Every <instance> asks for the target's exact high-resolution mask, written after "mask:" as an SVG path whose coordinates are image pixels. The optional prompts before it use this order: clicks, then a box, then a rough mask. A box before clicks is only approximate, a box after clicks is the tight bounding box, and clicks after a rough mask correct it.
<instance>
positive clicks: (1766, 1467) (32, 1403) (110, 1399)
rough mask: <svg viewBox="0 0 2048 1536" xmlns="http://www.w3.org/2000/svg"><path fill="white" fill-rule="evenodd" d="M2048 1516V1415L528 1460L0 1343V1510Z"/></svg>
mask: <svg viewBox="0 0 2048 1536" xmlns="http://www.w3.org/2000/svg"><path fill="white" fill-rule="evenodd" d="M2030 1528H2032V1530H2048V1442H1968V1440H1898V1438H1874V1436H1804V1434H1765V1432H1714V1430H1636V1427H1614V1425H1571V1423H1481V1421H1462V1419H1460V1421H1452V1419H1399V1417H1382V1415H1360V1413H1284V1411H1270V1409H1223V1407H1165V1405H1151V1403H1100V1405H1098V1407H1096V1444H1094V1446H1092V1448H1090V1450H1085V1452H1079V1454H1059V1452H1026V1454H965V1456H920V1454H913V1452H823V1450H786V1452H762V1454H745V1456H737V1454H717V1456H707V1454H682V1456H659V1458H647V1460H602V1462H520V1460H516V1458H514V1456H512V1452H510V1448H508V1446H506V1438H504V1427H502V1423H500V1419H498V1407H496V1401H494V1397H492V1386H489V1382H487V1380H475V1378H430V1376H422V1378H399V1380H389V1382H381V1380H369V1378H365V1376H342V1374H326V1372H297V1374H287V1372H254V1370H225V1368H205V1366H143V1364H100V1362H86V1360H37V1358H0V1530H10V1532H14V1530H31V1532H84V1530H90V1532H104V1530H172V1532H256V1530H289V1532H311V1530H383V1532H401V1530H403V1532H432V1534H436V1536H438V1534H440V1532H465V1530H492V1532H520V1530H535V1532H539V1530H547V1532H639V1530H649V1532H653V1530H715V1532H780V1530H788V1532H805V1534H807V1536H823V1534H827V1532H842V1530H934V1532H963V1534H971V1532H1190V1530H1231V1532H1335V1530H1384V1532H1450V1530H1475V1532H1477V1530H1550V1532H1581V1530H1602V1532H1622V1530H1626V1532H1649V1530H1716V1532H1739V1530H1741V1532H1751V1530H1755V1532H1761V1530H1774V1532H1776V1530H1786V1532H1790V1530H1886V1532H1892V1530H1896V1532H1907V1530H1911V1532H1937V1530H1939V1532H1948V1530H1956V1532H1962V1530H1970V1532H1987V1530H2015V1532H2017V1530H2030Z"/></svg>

--

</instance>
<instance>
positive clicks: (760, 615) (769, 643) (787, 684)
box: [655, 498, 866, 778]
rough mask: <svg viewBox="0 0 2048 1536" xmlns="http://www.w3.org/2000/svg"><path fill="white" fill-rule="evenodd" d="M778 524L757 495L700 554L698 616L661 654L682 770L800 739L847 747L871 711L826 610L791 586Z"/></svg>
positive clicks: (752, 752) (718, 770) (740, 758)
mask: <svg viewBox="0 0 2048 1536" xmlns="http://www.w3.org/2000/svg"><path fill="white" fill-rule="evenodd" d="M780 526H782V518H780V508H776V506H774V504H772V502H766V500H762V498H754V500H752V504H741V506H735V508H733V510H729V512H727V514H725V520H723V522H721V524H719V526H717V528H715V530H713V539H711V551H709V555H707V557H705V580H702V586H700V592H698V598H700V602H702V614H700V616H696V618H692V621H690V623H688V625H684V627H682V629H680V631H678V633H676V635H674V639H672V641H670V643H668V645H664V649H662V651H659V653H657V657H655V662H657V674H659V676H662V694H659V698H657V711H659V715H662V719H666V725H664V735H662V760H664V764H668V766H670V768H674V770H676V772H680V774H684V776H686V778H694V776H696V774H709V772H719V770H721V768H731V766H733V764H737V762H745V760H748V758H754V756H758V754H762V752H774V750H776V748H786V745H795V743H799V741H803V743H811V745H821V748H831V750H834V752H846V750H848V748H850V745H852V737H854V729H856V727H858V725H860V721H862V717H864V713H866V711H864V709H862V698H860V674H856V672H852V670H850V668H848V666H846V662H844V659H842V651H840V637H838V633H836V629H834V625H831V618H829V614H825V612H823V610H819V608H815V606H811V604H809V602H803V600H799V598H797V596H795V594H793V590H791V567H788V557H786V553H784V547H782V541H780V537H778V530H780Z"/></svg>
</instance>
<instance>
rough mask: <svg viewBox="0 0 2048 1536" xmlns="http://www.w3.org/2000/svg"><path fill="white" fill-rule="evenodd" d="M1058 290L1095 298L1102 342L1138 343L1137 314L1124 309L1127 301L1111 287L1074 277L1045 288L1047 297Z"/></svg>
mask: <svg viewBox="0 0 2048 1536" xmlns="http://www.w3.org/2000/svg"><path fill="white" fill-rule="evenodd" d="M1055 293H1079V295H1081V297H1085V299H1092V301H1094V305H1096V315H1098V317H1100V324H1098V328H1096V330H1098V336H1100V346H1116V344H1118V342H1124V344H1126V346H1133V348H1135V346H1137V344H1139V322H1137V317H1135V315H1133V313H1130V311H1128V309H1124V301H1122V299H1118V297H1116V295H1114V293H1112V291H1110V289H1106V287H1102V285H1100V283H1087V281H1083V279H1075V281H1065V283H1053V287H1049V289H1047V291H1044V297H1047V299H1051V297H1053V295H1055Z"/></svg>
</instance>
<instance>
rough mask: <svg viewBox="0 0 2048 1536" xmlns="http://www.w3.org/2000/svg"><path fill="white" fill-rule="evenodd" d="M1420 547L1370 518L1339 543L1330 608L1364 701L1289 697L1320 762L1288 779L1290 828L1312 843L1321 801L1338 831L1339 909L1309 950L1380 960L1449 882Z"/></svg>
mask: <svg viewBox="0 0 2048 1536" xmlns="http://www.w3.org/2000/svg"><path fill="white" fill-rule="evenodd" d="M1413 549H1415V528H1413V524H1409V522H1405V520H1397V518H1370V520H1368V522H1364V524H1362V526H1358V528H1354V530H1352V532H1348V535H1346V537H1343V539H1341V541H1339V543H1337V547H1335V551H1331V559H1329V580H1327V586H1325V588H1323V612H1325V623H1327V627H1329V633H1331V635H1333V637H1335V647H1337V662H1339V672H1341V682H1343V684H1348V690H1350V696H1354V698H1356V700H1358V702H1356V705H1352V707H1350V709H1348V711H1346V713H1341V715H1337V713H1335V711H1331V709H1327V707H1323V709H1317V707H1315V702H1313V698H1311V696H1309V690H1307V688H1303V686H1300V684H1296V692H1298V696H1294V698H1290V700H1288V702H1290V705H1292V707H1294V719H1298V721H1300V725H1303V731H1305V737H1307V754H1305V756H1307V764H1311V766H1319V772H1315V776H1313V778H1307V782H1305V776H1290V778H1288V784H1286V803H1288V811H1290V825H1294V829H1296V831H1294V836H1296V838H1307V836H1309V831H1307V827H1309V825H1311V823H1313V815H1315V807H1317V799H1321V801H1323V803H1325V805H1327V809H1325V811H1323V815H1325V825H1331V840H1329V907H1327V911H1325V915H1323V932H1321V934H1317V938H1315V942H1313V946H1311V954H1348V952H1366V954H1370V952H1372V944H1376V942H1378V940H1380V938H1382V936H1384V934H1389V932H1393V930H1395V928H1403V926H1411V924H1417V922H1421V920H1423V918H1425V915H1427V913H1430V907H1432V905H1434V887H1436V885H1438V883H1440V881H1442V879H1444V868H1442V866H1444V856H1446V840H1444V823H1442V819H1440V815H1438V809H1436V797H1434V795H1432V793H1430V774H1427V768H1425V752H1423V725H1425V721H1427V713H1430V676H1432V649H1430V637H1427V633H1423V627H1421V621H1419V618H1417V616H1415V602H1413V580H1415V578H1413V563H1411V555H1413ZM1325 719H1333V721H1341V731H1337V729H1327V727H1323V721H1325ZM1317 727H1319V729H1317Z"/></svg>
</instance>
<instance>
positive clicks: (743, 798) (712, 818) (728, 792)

- Task statement: In the listing above, locate the line containing "box: [655, 498, 866, 778]" and the line containing "524L757 495L700 554L698", then transcribe both and every line between them verbatim.

- Result of this exercise:
box: [655, 498, 866, 778]
rough mask: <svg viewBox="0 0 2048 1536" xmlns="http://www.w3.org/2000/svg"><path fill="white" fill-rule="evenodd" d="M778 524L757 495L700 554L698 616L661 654L682 770L800 739L847 747L871 711L826 610L791 586Z"/></svg>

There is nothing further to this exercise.